- _YOUR INSTRUCTIONS_
How many lines in the records contain the string "tree"? Give only the number.

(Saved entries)
§

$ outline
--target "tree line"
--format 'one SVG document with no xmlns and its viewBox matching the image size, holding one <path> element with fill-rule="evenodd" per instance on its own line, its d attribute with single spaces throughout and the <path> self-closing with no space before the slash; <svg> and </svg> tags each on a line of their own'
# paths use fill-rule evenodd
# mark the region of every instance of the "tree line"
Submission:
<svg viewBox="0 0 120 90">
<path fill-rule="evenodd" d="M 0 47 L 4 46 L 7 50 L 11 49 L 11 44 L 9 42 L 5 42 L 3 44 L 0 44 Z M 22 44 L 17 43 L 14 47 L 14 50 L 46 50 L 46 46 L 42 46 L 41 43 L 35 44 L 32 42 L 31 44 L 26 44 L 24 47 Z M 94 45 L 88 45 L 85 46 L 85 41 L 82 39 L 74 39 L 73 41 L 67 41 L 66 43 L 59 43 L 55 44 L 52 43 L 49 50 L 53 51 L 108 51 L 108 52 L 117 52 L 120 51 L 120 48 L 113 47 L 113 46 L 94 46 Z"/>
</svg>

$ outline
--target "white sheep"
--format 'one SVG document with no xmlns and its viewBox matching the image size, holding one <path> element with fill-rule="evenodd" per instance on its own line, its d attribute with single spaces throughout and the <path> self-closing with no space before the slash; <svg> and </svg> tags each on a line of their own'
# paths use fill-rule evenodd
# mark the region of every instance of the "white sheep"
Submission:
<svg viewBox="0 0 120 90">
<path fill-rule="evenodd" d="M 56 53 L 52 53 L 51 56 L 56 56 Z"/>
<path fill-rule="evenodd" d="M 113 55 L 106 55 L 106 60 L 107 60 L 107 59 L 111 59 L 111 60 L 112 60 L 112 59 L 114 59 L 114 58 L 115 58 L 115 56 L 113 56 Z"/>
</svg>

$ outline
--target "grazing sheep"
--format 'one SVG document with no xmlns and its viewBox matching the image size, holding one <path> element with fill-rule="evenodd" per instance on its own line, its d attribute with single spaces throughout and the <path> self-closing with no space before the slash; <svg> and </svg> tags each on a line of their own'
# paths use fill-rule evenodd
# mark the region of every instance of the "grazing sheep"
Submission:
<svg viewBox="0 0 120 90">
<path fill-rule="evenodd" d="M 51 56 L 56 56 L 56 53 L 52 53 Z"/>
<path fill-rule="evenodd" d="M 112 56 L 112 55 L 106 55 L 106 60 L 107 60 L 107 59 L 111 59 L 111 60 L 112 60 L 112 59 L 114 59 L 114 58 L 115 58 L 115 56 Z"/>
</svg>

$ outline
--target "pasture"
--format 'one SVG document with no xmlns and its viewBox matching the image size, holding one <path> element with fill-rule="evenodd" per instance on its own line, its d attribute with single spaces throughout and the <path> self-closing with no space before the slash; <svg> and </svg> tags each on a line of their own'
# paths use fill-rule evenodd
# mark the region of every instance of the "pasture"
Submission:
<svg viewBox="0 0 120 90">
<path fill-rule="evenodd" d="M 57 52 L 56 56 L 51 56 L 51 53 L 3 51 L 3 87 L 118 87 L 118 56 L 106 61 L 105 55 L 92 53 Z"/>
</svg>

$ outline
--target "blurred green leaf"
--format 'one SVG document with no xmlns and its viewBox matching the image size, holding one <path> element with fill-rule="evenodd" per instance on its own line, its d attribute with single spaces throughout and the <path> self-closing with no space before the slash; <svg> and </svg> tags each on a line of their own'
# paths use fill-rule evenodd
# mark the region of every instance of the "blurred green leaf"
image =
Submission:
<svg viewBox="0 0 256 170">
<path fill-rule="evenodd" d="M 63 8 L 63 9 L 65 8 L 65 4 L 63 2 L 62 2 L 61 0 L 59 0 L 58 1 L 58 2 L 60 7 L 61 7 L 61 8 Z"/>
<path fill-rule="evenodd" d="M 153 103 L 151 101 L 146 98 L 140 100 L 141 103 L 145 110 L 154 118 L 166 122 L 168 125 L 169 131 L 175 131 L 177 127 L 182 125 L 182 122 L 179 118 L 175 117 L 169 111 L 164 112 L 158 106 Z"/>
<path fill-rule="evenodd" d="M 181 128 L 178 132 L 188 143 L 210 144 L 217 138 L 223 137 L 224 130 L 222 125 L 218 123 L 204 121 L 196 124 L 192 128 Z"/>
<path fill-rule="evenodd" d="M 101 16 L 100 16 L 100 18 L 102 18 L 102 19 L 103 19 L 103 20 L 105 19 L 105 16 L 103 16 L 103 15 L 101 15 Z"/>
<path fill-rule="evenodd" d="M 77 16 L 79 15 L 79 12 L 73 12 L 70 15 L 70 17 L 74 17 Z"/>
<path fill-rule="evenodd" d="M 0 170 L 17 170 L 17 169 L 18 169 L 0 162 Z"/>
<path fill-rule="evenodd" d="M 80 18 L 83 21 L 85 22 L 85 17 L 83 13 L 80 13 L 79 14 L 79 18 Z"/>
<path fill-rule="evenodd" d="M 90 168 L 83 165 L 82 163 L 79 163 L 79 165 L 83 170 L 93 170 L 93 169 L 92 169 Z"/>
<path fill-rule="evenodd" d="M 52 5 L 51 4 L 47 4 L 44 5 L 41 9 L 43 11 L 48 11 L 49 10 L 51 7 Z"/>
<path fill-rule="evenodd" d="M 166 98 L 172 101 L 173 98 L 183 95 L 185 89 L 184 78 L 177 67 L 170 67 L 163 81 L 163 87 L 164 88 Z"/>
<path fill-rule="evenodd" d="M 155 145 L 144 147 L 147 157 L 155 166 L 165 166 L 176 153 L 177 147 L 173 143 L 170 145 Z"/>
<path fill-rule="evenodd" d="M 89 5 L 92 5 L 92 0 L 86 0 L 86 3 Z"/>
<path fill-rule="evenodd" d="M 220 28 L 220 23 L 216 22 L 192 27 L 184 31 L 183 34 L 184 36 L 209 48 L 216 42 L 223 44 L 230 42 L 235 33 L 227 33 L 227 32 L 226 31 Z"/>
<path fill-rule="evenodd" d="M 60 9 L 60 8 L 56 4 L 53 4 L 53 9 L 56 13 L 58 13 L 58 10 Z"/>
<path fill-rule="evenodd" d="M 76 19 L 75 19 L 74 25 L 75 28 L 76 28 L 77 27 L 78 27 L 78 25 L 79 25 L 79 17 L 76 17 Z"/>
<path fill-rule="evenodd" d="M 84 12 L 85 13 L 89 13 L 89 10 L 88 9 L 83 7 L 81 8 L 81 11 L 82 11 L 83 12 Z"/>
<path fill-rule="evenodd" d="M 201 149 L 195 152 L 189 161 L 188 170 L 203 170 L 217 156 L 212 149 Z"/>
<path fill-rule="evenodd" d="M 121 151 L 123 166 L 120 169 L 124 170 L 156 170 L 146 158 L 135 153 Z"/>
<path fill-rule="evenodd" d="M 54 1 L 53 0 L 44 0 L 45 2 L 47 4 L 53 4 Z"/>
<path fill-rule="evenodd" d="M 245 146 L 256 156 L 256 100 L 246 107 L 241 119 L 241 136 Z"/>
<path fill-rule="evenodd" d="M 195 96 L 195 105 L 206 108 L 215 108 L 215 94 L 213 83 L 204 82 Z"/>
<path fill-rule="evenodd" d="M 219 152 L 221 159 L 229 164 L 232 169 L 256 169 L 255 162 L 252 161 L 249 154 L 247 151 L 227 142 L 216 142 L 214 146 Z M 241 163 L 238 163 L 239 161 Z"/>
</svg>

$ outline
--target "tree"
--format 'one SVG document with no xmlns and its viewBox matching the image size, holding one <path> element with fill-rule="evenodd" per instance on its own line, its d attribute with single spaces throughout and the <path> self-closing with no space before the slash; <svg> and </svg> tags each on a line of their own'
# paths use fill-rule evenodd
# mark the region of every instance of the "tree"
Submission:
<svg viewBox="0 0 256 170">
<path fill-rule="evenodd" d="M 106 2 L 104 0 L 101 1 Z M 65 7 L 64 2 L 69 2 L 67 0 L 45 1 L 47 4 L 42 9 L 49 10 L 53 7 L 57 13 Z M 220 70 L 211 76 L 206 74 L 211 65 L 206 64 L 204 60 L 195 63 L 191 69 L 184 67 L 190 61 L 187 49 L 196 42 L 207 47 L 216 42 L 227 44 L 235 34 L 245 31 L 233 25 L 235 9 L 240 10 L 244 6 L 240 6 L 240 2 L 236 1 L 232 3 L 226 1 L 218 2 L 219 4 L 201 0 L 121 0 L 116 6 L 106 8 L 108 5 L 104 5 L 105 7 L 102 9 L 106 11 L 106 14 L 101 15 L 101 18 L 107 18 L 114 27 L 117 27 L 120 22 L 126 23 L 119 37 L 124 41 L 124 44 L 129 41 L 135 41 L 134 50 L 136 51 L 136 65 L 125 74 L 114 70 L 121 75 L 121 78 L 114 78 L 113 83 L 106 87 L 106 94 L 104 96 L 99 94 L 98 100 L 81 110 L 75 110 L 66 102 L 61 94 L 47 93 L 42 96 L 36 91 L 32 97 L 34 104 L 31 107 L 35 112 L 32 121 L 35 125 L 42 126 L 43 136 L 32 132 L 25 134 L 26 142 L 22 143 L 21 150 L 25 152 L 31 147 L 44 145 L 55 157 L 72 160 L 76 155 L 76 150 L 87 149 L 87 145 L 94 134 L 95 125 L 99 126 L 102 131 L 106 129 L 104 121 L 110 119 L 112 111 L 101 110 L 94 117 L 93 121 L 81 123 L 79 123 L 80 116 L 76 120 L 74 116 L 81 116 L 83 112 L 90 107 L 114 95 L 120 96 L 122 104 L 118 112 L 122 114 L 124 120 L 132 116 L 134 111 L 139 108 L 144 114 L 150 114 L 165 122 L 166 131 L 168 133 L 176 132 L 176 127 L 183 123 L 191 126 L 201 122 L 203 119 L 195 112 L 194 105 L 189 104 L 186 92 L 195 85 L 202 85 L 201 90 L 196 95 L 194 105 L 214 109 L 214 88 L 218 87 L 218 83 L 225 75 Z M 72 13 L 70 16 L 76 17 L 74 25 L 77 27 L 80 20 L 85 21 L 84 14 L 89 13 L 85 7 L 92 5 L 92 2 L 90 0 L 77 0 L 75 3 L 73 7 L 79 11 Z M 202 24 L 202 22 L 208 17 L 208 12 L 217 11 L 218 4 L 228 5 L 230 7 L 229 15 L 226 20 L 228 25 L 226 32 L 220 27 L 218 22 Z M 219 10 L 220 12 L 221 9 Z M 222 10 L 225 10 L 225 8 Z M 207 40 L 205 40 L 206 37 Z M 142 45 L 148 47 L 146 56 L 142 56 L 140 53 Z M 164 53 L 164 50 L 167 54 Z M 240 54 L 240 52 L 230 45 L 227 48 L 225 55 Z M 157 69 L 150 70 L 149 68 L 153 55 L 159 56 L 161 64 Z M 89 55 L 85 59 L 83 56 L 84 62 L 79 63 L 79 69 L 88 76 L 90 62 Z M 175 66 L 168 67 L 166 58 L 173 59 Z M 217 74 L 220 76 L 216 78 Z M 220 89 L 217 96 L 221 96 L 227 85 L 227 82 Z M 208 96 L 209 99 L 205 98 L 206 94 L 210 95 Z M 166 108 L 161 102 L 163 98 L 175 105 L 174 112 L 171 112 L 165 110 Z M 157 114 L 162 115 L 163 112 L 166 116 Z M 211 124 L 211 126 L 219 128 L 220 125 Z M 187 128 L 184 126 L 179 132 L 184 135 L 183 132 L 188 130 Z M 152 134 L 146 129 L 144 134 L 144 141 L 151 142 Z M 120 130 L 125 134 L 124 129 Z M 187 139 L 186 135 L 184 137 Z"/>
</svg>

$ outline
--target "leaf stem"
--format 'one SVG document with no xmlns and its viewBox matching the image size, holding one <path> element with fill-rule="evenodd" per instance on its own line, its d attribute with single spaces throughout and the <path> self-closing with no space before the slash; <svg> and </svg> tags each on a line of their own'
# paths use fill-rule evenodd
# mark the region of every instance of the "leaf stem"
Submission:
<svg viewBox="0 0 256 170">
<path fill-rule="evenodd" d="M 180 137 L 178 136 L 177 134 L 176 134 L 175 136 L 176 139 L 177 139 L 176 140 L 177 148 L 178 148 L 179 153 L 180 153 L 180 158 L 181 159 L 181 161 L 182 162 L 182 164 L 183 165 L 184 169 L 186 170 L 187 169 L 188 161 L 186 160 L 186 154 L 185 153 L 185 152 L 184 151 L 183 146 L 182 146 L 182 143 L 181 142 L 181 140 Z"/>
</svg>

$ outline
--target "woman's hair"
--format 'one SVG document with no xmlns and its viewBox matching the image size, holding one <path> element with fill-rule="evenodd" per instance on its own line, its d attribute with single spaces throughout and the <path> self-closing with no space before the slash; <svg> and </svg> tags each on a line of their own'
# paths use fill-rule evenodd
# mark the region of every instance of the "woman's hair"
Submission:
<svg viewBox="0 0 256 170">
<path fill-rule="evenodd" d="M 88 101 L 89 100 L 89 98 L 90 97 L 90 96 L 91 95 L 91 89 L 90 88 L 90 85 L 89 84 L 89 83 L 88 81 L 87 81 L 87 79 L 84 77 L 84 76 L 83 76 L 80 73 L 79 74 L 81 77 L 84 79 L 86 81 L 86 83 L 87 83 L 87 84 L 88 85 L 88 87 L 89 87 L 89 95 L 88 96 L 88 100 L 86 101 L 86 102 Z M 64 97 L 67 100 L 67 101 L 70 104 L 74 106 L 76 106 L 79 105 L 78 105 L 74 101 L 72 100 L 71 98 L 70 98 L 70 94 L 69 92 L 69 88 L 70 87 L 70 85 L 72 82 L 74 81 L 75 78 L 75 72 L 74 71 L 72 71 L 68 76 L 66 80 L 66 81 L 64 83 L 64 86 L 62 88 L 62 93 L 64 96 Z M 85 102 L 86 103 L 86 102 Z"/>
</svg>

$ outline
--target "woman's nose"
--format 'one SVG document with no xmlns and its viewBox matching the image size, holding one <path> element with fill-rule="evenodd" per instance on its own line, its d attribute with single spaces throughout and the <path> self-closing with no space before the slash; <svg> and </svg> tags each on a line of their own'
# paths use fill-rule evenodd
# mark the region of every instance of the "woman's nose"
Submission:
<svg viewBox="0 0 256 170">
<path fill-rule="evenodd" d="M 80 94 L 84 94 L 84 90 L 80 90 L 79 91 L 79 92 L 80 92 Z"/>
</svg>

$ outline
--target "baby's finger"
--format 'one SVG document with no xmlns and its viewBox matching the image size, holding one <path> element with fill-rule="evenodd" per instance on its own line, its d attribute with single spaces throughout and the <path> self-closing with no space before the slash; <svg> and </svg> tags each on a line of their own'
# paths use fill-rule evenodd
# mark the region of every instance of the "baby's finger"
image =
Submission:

§

- _CORRECT RESPONSE_
4